Next generation molecular probes for magnetic resonance imaging and sensing: Design, synthesis, evaluation and application

Principal Investigator: Xiao-an Zhang

Department: Physical & Environmental Sciences

Grant Names: NSERC ; Discovery Grant ;

Award Years: 2016 to 2021


Nuclear magnetic resonance can be used for both spectroscopy (NMR) and imaging (MRI) studies, and thus is widely applied in chemistry, biology and medicine. The hallmark limitation of both MR-based techniques is the low sensitivity. As such, clinical MRI must rely on the 1H NMR signal of water, the most abundant molecule in vivo. Many molecular events with biological or medical significance, such as protein expression, enzyme activities and pH fluctuation, are inaccessible by NMR or MRI, due to low signal intensity. This research program aims to develop new chemical probes to improve the sensitivity and molecular specificity for MR imaging and spectroscopic sensing. Their application will non-invasively reveal structural and functional information of living biological systems at molecular level, ideal for advanced biomedical research as well as for clinical diagnosis. The current program aims to achieve the following breakthroughs: to understand and to further improve the factors that control the high sensitivity of manganese porphyrins (MnPs) at high magnetic fields; to develop novel MnPs for specific applications, including vascular imaging, cellular imaging and disease targeted molecular imaging; to develop new approaches to manipulate sensitivity, and utilize them for MRI sensor development.

* _Prompt A_
According to the MRI probe grant summary, what signal does clinical MRI rely on?
* _Prompt B_
Write the next part of the MRI probe grant summary, starting after its final sentence.
The items come from a separate source that has nothing to do with the MRI probe grant summary.

* _Information shown_
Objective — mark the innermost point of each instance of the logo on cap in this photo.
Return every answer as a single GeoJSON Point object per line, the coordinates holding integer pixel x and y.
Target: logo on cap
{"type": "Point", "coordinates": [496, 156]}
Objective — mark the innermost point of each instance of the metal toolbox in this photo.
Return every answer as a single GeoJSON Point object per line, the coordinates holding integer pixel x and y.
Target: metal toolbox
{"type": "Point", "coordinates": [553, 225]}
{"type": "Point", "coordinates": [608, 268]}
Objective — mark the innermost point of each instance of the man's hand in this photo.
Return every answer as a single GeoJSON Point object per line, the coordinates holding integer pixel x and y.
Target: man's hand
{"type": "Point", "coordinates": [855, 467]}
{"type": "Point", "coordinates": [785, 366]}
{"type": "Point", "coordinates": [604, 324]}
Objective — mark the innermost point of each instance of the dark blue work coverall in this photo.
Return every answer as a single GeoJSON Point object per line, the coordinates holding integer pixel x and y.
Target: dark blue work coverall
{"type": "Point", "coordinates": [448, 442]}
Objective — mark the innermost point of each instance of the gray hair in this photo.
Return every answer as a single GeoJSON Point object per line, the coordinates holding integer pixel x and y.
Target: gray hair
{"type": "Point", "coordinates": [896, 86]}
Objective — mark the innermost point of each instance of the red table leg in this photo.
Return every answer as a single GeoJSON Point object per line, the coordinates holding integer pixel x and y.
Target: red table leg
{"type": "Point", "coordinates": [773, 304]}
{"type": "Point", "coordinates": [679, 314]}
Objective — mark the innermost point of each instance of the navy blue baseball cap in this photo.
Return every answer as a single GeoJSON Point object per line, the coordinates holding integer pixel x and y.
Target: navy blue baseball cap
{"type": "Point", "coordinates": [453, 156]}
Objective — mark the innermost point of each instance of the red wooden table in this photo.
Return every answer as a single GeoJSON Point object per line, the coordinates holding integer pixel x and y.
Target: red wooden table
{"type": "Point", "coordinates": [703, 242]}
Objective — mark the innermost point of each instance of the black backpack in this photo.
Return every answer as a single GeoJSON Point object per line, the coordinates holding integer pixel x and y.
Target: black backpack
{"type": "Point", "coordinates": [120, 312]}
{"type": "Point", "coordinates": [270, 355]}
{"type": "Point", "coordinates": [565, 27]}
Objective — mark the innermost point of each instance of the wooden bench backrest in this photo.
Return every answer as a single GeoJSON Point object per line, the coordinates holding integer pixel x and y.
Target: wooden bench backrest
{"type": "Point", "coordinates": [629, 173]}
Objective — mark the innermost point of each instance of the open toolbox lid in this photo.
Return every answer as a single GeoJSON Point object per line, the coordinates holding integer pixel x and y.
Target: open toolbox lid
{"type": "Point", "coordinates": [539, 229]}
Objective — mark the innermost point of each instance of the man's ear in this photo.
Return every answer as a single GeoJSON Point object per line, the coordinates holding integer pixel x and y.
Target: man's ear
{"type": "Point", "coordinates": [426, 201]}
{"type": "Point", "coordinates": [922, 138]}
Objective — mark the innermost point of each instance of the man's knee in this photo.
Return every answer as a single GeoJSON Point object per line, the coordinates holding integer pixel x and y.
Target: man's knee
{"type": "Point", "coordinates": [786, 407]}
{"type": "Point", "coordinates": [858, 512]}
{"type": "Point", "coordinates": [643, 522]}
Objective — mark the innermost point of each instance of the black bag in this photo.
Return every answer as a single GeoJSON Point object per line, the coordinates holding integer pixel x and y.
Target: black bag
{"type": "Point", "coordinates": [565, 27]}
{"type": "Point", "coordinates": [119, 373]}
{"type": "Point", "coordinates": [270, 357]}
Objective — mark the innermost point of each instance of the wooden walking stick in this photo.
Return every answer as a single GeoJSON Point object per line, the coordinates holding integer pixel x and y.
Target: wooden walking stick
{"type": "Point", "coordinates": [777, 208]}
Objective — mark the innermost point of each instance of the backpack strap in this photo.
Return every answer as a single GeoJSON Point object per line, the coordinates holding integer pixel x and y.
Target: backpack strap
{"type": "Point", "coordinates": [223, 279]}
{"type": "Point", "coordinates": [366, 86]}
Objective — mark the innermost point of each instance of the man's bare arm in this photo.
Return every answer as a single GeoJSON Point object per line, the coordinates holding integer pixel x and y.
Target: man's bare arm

* _Result A_
Clinical MRI relies on the 1H NMR signal of water.

* _Result B_
By developing novel strategies and choosing appropriate targets, highly sensitive and accurate NMR sensors may be applied for imaging applications. Our program integrates multidisciplinary research approaches, including theory-based molecular design, chemical synthesis, spectroscopic investigations, evaluations in biological systems and applications for disease diagnosis, ideal for training highly qualified personnel at the interfaces between chemistry, biology and translational medical technology.